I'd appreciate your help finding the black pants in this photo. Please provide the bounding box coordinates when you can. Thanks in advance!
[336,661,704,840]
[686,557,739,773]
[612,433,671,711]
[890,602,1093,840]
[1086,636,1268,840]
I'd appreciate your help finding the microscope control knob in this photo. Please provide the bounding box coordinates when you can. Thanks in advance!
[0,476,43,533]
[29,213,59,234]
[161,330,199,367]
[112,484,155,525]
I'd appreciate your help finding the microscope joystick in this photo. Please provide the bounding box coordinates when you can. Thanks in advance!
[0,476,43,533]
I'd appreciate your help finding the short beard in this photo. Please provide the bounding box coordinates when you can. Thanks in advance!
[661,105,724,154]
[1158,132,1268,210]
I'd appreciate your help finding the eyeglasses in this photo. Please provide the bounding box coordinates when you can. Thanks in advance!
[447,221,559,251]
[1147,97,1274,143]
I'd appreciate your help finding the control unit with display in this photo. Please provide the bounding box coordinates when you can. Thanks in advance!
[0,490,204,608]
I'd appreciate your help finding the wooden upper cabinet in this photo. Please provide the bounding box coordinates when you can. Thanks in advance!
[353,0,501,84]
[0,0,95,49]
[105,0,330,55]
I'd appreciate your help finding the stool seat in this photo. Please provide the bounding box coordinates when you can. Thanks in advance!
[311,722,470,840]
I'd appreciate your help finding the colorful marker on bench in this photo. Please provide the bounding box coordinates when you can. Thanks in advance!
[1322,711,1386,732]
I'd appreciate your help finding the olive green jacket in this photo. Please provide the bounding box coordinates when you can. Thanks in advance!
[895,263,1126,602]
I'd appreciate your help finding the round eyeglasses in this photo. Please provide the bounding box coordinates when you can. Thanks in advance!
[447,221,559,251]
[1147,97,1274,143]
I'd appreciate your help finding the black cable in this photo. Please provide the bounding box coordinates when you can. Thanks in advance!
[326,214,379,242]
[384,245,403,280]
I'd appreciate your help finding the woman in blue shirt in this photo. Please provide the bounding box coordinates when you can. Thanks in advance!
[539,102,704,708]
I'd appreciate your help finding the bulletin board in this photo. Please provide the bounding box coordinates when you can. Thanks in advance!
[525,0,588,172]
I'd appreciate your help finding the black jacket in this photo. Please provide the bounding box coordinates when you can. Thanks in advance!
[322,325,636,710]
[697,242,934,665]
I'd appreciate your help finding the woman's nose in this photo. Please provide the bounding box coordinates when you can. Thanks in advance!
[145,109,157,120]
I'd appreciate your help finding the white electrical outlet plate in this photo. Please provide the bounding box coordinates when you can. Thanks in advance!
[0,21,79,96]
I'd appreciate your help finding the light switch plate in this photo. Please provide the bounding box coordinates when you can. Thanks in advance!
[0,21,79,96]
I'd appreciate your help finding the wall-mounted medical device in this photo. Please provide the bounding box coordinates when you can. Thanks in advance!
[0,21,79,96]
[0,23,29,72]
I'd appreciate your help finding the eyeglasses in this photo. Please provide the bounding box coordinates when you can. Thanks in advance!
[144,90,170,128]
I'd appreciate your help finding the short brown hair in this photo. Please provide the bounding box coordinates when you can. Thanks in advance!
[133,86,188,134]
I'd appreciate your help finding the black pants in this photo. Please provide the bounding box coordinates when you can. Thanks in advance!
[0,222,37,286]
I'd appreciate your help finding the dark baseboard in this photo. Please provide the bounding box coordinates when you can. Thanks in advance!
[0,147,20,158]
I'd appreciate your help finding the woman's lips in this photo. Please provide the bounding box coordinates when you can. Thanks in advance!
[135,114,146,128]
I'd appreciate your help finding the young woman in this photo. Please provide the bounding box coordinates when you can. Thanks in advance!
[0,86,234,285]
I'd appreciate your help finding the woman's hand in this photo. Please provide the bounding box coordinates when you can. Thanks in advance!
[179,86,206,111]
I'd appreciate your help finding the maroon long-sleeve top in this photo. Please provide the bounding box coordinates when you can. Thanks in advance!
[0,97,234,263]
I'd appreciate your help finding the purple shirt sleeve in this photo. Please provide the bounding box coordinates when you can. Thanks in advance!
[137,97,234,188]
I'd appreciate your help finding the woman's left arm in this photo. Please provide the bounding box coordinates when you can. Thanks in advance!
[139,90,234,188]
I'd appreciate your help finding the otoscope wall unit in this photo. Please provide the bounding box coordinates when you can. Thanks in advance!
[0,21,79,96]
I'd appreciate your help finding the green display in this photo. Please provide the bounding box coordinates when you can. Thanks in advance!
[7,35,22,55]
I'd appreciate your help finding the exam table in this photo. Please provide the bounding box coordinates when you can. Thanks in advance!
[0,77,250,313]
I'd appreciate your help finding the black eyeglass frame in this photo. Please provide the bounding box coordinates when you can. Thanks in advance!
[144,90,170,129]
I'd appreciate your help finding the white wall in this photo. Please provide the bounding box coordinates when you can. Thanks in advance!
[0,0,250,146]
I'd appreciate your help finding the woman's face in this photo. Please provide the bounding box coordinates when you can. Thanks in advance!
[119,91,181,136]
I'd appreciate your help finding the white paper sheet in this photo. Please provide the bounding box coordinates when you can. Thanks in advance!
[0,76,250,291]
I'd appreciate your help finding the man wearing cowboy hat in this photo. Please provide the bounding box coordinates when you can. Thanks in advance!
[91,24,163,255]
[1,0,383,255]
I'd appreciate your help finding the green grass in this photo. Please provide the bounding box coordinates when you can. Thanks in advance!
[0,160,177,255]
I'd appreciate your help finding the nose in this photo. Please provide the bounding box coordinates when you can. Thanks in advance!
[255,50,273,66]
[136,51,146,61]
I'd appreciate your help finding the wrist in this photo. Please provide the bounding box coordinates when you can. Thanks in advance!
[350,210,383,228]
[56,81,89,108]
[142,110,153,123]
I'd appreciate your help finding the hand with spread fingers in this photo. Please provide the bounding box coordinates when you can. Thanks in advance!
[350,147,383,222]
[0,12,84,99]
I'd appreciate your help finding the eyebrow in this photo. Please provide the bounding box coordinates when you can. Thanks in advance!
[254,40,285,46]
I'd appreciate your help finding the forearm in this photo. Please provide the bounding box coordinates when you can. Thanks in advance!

Given instruction:
Rewrite every item so that "bounding box coordinates" becomes "box coordinates", leaving everything else unchanged.

Answer in full:
I'd appreciate your help finding the black pants in this photo. Please provide the box coordinates when you can. Thanks in advance!
[336,661,704,840]
[686,557,739,773]
[612,433,671,711]
[890,602,1093,840]
[1086,636,1268,840]
I'd appreciate your help finding the microscope control knob in this photo. Please provide the box coordinates when you can. Thanks in advance!
[0,476,43,533]
[29,213,59,234]
[161,330,199,367]
[112,484,155,525]
I'd appreciate your help finding the microscope joystick in this photo. Please provide the box coordinates when you can. Thanks in advance!
[0,476,43,533]
I'd appreciate your help finding the short beard in this photo. Please provide the box coordinates when you can. Thanks in advance!
[661,105,724,154]
[1158,132,1268,210]
I'd appreciate your help finding the eyeglasses in this photo. Please provide the box coordinates when you can. Thanks in advance!
[447,221,559,251]
[1147,97,1274,143]
I'd appreciate your help finding the control unit with display in this photo. Please provide the box coordinates when you can. Thanks in advance!
[0,490,204,608]
I'd appreciate your help finding the wooden upper cabinet in this photo. Please provide the box coordinates when you can. Thanks in advance!
[353,0,501,84]
[0,0,95,49]
[105,0,330,55]
I'd appreciate your help finding the stool seat in this photo. Please provide the box coordinates when you can. Thanks in advance!
[311,722,470,840]
I'd appreciate your help finding the colorful marker on bench in this photo. Please provide the box coordinates when you can. Thanks in advance!
[1322,711,1386,732]
I'd appreciate your help finding the olive green jacket in this photo. Please provide the box coordinates when you can. Thanks in advance!
[895,263,1126,602]
I'd appreciate your help finding the round eyeglasses in this photo. Please provide the box coordinates when you can. Thanks in advance!
[447,221,559,251]
[1147,97,1274,143]
I'd appreciate your help finding the black cable in this photo. Please provide the box coordinates when you can. Thanks in advance!
[326,214,379,242]
[384,245,403,280]
I'd appreciate your help finding the woman in blue shirt in this photo. Please provide the box coordinates when you can. Thanks in advance!
[539,102,704,708]
I'd appreciate your help finding the bulletin board in this photo. Please provide the box coordinates when you can. Thanks in advance!
[525,0,588,172]
I'd appreciate your help finding the black jacket in this photo. Please provide the box coordinates when you can. Thanks in advance!
[322,325,636,710]
[697,242,934,665]
I'd appreciate your help finding the woman's nose in this photo. Please provide the box coordinates when you can. Thanks in advance!
[145,109,157,120]
I'd appreciate your help finding the white electrical outlet plate in this photo. Please provide the box coordinates when you can. Thanks in advance!
[0,21,79,96]
I'd appreciate your help finding the light switch plate in this photo. Please provide the box coordinates when you can. Thanks in advance!
[0,21,79,96]
I'd appreciate your help finding the wall-mounted medical device in this photo. Please provide the box coordinates when you can. Thanks in advance!
[0,21,79,96]
[0,23,29,72]
I'd appreciate your help finding the eyeglasses in this photo. Please provide the box coordinates when you can. Thanks in advance!
[144,90,170,128]
I'd appreciate your help finding the short brown hair in this photo. Please provide the box coordinates when you can. Thanks in advance!
[133,86,188,134]
I'd appreciate your help finding the black pants in this photo. Please provide the box coordinates when you can. Thanks in advance!
[0,222,37,286]
I'd appreciate your help finding the dark baseboard in this photo. Please provide the box coordinates when you can. Thanks in advance!
[0,147,20,158]
I'd appreciate your help finding the woman's lips in this photo. Please provide the box coordinates when you can. Thanks in advance!
[135,114,146,128]
I'd appreciate your help finding the young woman in this photo. Please provide the box coordinates when you can. Thanks in advance!
[0,86,234,285]
I'd appreciate your help finding the woman's hand in this photo. Please provide the box coordinates when you can. Thanks in advance!
[179,86,206,111]
I'd appreciate your help finding the maroon long-sleeve top in this photo. Please provide the box coordinates when you can. Thanks in advance!
[0,97,234,263]
I'd appreciate your help finding the purple shirt sleeve in this photo. Please provide the box coordinates when you can. Thanks in advance!
[137,97,234,188]
I'd appreciate your help finding the woman's left arm in this photo. Please provide the box coordinates when you can. Thanks in advance!
[139,90,234,188]
I'd appreciate your help finding the otoscope wall unit in this photo. Please provide the box coordinates when you can. Thanks in advance!
[0,21,79,96]
I'd appreciate your help finding the green display in this photo. Please provide the box coordinates when you can. Thanks in advance!
[7,35,22,55]
I'd appreciate your help finding the exam table in this photo. Please provide the box coordinates when you can. Thanks in advance!
[0,77,250,313]
I'd appreciate your help finding the black eyeglass frame in this photo. Please provide the box coordinates when you can. Thanks in advance!
[144,90,170,129]
I'd appreciate your help finding the white wall in this photo. Please provide the box coordinates when you can. Thanks in advance!
[0,0,250,146]
I'd appreciate your help finding the woman's face in this photo. Please provide the box coordinates when you can. Thanks in advance!
[119,91,181,136]
I'd appreciate your help finding the white paper sheet in this photo. Please provide the box coordinates when you can. Thanks in advance!
[0,76,250,291]
I'd appreciate your help finding the man wearing cowboy hat in this photo. Please provide the box coordinates when you can. Thanks in advance!
[91,24,163,255]
[1,0,383,255]
I'd appreciate your help finding the green grass in this photo. Please provide the box coordinates when you can. Thanks in advance!
[0,160,177,255]
I'd appreciate your help finding the nose in this photo. Please provide the box coordinates when you can. Thanks in advance!
[255,50,273,66]
[136,51,146,61]
I'd appreciate your help finding the wrist in this photo. Please provide the box coordinates when you can. Thanks in advance!
[350,210,383,228]
[56,81,89,108]
[142,110,153,123]
I'd appreciate your help finding the hand with spread fingers in this photo. Please provide the box coordinates when you can. Thanks in advance!
[350,147,383,222]
[0,12,84,99]
I'd appreciate your help finding the eyebrow in this photo. Please provide the box coordinates when you can. Thanks in advance!
[254,40,285,46]
I'd appreciate your help finding the forearm in this photo. Please provide the box coordinates when you can. Thanks in advance!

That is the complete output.